— Begin Supplied data —

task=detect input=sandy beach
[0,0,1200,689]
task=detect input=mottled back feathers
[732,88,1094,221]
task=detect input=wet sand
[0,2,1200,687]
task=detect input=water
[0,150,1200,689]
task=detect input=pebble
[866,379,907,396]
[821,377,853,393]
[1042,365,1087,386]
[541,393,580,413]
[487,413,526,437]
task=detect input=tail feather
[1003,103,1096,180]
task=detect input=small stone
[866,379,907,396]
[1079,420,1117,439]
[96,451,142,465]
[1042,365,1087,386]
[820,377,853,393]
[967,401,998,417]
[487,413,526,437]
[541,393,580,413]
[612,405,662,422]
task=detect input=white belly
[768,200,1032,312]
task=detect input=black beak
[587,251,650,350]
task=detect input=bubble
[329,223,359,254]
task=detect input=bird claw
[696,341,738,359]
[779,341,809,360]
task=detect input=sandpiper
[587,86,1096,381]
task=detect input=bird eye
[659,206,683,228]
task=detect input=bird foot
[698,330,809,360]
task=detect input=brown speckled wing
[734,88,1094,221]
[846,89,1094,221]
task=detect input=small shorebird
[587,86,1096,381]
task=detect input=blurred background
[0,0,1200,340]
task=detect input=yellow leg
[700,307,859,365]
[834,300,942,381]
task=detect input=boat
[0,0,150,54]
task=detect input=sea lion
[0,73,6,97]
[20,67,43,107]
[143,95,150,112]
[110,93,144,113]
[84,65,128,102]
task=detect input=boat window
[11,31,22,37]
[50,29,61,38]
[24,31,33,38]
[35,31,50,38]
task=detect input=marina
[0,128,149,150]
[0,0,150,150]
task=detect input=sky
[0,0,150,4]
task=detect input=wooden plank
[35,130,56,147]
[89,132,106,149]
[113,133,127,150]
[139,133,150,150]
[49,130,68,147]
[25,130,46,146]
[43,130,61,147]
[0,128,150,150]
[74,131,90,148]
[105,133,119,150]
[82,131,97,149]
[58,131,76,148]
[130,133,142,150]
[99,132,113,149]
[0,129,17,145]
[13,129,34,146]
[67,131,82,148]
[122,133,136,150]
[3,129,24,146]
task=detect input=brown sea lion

— End Supplied data —

*What the exercise asks*
Copy the records above, from the line with "task=detect input=small shorebird" to the line with "[0,0,150,54]", keeping both of those lines.

*Result for this exercise*
task=detect input=small shorebird
[587,86,1096,381]
task=detect input=blurred background
[0,0,1200,340]
task=detect input=yellow leg
[700,307,859,365]
[834,300,942,381]
task=detect input=boat
[0,0,150,54]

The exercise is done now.